**EXERCISE REQUIREMENTS**
Go through the entries, filter for the word "feathers", and copy every line that has it.

:: INFORMATION ::

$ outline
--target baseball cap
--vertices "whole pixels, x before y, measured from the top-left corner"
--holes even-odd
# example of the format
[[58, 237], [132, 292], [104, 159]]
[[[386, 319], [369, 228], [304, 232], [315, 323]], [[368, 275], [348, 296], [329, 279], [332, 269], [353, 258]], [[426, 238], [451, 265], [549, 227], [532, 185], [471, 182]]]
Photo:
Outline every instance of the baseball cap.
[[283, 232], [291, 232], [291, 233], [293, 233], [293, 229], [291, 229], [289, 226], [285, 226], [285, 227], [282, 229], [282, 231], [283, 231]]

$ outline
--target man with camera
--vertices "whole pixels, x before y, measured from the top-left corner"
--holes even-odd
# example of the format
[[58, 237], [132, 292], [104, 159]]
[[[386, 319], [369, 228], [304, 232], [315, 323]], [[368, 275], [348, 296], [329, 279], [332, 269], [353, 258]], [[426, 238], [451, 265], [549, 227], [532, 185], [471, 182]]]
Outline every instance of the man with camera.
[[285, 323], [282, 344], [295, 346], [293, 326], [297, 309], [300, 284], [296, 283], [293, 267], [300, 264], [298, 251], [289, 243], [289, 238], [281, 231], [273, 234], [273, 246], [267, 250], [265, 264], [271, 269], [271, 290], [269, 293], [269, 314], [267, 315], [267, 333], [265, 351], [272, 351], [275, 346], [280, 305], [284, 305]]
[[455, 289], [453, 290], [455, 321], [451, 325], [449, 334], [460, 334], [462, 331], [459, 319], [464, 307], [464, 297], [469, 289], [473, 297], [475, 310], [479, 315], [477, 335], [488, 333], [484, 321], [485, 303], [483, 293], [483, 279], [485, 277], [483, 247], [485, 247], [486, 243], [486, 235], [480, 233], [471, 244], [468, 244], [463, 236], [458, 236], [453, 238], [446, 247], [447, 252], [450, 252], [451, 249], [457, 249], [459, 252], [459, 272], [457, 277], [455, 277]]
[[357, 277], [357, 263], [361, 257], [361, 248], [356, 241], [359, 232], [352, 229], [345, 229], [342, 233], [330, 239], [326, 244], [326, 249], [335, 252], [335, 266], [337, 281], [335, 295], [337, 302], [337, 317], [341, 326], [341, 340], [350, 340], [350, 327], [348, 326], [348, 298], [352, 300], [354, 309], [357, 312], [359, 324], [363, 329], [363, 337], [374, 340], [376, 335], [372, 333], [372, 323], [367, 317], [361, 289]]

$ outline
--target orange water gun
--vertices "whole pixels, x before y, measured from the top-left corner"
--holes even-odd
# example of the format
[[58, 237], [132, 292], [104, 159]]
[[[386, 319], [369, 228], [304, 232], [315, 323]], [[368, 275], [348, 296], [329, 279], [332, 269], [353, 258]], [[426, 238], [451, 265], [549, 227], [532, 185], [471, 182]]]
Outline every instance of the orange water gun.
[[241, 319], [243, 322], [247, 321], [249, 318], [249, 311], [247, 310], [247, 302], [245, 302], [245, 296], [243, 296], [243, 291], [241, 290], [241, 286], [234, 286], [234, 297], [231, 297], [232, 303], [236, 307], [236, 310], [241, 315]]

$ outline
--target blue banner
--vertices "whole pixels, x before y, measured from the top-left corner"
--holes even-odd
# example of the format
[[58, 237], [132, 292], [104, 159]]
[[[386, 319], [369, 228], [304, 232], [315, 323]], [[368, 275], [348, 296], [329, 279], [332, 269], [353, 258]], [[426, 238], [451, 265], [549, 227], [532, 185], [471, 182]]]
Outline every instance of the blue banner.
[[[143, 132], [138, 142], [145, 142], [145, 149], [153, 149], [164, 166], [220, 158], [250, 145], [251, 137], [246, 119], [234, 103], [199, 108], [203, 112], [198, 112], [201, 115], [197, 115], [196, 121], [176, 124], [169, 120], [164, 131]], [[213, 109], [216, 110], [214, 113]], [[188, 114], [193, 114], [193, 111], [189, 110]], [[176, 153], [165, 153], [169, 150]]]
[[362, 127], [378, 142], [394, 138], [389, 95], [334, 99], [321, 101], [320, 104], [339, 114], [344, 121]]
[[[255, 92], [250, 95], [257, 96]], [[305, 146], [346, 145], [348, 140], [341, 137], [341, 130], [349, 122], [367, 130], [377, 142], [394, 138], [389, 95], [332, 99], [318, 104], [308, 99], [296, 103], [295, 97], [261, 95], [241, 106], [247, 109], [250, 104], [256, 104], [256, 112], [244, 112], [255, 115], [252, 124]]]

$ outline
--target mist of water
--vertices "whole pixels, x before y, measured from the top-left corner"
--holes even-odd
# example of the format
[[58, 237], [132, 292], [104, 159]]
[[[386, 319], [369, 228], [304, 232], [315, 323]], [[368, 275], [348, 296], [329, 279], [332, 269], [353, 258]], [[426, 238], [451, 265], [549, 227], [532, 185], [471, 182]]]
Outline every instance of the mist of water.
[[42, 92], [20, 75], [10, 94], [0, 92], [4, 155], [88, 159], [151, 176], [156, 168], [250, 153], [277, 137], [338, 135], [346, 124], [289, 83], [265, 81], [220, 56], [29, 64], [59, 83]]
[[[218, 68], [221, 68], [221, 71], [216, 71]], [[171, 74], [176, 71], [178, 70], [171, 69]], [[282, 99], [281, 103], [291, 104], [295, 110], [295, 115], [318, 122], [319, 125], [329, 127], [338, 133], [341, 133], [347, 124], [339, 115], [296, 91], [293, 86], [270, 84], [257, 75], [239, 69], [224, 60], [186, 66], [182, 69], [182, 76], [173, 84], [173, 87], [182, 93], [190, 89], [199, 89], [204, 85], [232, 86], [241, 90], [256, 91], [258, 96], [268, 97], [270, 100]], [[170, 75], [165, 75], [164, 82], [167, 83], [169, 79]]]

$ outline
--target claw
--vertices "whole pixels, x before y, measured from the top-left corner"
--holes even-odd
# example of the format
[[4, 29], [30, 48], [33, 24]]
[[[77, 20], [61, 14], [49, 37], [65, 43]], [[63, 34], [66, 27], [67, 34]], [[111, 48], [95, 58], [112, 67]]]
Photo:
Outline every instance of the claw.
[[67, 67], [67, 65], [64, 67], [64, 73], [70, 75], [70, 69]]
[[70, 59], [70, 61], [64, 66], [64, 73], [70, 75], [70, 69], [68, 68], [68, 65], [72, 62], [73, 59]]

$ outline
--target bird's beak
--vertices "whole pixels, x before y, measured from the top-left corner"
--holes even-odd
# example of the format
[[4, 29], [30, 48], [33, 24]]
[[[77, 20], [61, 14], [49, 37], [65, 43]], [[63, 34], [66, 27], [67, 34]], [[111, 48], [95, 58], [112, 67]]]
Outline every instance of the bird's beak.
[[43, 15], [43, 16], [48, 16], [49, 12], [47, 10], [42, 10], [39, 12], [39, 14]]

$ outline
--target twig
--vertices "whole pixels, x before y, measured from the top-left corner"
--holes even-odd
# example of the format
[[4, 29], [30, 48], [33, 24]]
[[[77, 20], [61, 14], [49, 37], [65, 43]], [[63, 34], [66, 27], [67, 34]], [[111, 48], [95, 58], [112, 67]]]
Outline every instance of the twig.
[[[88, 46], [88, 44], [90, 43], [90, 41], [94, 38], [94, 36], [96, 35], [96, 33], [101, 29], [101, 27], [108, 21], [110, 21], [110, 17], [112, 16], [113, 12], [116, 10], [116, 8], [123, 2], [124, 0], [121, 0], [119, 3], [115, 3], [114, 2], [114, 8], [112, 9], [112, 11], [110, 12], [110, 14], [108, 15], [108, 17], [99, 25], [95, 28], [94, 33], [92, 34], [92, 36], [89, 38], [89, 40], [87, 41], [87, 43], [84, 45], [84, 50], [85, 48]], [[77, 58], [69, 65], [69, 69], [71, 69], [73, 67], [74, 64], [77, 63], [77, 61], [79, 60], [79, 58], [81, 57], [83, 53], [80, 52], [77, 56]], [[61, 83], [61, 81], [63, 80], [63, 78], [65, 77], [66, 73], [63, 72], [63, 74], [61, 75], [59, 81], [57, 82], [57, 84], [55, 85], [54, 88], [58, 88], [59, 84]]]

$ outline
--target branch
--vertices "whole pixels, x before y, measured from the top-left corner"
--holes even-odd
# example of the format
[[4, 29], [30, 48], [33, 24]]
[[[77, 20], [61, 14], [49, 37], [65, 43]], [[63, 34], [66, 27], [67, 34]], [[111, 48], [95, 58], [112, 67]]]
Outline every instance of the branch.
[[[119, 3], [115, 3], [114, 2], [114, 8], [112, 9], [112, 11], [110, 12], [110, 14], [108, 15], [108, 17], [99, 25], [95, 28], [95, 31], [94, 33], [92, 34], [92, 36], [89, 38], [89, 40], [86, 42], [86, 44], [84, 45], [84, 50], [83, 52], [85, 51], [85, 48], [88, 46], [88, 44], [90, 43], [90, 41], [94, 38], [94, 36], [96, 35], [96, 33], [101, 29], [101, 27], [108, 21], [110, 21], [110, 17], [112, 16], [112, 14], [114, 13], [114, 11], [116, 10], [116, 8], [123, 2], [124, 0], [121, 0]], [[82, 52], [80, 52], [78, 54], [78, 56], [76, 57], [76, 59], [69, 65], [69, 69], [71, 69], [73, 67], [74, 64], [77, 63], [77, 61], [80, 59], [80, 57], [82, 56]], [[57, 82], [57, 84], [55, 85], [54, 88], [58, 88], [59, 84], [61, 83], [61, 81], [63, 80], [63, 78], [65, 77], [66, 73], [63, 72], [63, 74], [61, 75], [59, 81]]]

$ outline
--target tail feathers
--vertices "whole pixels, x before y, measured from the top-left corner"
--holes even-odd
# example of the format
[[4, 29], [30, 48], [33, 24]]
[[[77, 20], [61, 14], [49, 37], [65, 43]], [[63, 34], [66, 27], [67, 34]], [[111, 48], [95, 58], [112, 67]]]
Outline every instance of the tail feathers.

:::

**ANSWER SPACE**
--target tail feathers
Outline every instance of the tail feathers.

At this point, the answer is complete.